Rows from a dataset for box labeling:
·····

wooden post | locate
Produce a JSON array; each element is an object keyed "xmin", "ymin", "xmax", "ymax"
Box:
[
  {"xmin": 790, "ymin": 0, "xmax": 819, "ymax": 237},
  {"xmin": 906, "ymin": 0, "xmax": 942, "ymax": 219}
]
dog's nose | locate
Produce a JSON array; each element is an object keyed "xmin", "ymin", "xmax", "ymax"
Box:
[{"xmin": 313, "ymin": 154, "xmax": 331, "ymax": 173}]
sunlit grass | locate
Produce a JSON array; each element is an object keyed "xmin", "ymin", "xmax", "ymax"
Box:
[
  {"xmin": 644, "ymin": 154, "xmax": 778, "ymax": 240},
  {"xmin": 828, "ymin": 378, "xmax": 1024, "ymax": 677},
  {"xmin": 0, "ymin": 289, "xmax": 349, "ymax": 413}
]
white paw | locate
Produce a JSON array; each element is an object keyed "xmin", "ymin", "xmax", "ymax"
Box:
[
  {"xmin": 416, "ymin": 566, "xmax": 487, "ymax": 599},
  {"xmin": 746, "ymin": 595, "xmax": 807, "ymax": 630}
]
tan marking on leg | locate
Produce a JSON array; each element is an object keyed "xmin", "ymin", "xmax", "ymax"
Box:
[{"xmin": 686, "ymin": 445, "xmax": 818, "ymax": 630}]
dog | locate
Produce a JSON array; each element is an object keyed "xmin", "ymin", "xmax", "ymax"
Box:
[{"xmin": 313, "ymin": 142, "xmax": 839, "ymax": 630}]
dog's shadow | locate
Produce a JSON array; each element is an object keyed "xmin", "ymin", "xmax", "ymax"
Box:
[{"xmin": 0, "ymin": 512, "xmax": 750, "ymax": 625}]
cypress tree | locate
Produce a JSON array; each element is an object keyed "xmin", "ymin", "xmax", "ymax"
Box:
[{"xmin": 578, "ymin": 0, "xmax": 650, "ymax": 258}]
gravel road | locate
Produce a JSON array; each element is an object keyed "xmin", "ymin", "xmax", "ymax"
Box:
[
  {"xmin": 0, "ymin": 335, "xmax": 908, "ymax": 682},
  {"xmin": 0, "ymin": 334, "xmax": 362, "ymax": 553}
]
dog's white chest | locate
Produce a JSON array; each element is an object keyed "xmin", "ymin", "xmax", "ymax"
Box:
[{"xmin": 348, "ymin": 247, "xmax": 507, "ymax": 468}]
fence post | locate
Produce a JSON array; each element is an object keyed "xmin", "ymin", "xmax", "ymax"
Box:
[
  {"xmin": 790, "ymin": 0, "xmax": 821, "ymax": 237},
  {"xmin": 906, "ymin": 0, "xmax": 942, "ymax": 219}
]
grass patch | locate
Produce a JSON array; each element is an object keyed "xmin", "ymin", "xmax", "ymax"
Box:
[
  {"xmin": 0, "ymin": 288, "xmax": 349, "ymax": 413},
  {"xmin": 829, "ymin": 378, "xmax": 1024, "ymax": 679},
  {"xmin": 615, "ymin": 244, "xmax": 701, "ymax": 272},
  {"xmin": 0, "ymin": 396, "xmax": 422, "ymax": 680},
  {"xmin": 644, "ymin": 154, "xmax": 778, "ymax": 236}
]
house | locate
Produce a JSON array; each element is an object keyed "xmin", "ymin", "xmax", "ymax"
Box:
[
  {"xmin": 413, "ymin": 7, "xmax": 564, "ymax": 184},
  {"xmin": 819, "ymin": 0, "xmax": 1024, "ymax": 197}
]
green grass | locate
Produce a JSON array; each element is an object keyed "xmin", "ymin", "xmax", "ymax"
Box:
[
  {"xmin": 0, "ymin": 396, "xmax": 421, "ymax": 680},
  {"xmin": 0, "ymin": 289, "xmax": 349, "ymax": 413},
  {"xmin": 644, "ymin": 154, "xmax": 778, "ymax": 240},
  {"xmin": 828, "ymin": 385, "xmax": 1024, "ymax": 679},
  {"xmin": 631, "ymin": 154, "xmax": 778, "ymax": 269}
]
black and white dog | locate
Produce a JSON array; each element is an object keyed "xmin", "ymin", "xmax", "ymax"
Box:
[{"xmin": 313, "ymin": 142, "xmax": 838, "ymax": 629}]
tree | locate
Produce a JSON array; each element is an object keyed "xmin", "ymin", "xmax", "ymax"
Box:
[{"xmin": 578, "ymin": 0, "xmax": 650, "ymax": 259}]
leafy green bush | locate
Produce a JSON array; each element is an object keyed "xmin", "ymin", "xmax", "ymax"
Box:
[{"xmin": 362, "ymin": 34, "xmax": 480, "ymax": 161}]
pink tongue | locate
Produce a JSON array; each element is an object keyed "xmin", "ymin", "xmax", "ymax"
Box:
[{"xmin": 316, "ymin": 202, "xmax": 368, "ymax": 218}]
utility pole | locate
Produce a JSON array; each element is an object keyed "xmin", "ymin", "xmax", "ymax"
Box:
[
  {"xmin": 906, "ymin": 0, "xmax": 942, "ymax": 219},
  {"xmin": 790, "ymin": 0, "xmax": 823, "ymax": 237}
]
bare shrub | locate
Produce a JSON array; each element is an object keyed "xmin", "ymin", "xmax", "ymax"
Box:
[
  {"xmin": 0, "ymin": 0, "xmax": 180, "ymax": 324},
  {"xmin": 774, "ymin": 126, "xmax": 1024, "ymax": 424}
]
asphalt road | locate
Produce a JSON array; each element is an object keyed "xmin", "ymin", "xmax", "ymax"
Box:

·····

Do this ::
Please pick out each line in the records above that contains the word "road", and copy those lines.

Complete answer ::
gravel road | locate
asphalt road | locate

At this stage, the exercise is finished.